*Data to process:*
__________
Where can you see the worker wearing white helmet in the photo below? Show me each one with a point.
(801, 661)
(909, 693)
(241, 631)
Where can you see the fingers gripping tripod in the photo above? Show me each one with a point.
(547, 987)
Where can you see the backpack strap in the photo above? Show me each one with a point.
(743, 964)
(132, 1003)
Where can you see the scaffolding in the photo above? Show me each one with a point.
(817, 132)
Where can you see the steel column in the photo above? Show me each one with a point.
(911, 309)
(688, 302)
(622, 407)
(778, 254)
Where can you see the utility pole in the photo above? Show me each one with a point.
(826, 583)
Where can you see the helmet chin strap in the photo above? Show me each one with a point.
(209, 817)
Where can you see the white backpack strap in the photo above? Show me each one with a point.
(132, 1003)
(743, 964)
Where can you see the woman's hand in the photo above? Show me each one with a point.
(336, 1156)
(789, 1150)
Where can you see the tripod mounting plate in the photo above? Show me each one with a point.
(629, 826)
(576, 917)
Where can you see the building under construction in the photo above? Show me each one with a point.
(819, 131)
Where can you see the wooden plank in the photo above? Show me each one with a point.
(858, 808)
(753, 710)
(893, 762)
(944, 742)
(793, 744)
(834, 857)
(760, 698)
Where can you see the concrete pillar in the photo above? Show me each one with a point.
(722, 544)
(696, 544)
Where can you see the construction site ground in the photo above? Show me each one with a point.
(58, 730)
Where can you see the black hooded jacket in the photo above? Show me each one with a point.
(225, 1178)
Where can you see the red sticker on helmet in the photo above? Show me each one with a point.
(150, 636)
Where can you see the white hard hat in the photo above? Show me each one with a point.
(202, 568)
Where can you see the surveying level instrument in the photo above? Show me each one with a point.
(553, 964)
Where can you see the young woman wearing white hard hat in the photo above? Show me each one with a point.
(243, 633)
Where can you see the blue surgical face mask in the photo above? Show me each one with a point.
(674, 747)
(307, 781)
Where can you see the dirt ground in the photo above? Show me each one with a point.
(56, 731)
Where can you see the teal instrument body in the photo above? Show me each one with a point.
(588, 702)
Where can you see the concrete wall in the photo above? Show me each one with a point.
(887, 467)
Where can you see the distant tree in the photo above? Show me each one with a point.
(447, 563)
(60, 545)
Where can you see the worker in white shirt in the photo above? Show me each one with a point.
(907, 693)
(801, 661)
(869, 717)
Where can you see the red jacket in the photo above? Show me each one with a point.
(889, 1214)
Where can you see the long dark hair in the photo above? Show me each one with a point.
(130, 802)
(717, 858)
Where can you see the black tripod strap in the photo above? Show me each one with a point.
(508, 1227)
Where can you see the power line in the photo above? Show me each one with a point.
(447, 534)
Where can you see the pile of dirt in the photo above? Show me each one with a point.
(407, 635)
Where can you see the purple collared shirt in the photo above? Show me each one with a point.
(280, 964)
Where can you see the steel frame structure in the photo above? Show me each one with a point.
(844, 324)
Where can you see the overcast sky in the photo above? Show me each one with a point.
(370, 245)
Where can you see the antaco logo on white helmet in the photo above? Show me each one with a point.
__________
*What you are asked to do:* Give the data again, exactly as it stands.

*Solution to this problem:*
Where can you see the worker wearing white helmet in the photo below? Show me each one with a point.
(801, 661)
(909, 693)
(241, 631)
Where can you see the fingers gripping tripod in the photo above? Show me each one with a point.
(547, 987)
Where can you see the backpack strap in the photo above? Show me each one with a point.
(743, 964)
(132, 1003)
Where can you see the scaffolding in the photo above? Show me each one with a point.
(817, 132)
Where can you see the steel column in the photo above? Show me each one with a point.
(911, 309)
(688, 302)
(622, 407)
(778, 254)
Where can you see the utility pole in the photo above? Show me each one with a point.
(826, 583)
Where can you see the helmet chin strap in the photo above? Show me each one with a point.
(209, 817)
Where can you see the white backpack strap in the photo above? Show me each one with a point.
(132, 1003)
(743, 964)
Where can you see the woman's hand in the photo above? Show me each one with a point.
(336, 1156)
(789, 1150)
Where can you see the tripod mounting plate in the photo above? Show me each one with a point.
(629, 826)
(576, 917)
Where can you see the building under construction in the photo above? Show me each one with a point.
(819, 131)
Where can you see the wooden plank in the photo above? Show me each one with a point.
(858, 808)
(753, 710)
(893, 762)
(944, 742)
(793, 744)
(834, 857)
(760, 698)
Where can you see the concrete pillar in the photo above? Show me each one with a point.
(722, 544)
(696, 544)
Where can you see the construction site ground in the photo above? Show me each one with a point.
(58, 730)
Where can you see the black hooded jacket in the photo above? Show me each one with a point.
(225, 1178)
Where can you see the red sticker on helmet in the photo above? Show me each one with a point.
(150, 636)
Where can you see the white hard hat in the photo above? Show me each one with a point.
(202, 568)
Where can you see the surveying level instrument in the photo above? Show me each one with a point.
(553, 964)
Where can you see the young woman wearing white hard hat in the photo above? Show me each one with a point.
(243, 633)
Where can you see the blue surgical face mask in the photo above? Show me each one with a point.
(674, 747)
(307, 781)
Where can you see the dirt ground in the photo above? Show me each one with a point.
(56, 731)
Where can you see the teal instrument body in the photo above? Show me each one with a point.
(588, 702)
Where can you see the concrete wall in the photo above? Show me each one with a point.
(887, 467)
Where can you see the distant tree in the photo above? Show me each one with a point.
(447, 563)
(60, 545)
Where can you see the worker in white shirt in the photo above? Show me each one with a point.
(907, 693)
(801, 661)
(869, 717)
Where can you see the red jacket in the photo above? Show me each one with a point.
(889, 1214)
Where can you see the long dark hair in the photo above? Show me each one with a point.
(130, 802)
(717, 858)
Where can you see the black tripod strap in the photo above? Show me each one with a point.
(508, 1227)
Where can you see the power line in the photo above? Show me each one with a point.
(447, 534)
Where can you see the pile of dirt in the photo above? Show me each one with a point.
(407, 635)
Where can you see the purple collared shirt in the photo above? Show me each one with a point.
(280, 964)
Where can you see the steel frame structure in the photo above? Show me each one with a point.
(844, 324)
Where can you see the overcast sky in the photo above? Show me each one with a point.
(370, 245)
Where can you see the antaco logo on white helmet in the photo above? Show me each one with a point.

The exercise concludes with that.